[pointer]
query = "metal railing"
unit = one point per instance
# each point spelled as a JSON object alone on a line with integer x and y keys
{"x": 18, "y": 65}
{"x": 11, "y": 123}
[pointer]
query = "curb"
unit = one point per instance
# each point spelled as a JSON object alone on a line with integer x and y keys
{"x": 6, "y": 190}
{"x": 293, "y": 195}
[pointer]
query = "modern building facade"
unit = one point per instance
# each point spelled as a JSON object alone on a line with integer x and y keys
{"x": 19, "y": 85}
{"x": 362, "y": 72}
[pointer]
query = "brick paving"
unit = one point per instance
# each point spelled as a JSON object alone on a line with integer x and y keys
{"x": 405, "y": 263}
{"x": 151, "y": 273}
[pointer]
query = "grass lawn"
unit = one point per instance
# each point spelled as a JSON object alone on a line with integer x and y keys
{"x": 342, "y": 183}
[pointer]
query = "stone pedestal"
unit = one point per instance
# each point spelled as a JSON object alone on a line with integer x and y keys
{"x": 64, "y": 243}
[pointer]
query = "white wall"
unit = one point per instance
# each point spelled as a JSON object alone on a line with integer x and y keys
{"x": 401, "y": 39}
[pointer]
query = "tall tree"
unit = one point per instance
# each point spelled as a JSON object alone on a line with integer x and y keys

▶ [DO THIS] Return every line of the entries above that contains the string "query", copying each line as it appears.

▶ [RESULT FOR THIS TASK]
query = "metal railing"
query = "curb"
query = "modern building facade"
query = "brick paving"
query = "grass lawn"
query = "stone pedestal"
query = "white wall"
query = "tall tree"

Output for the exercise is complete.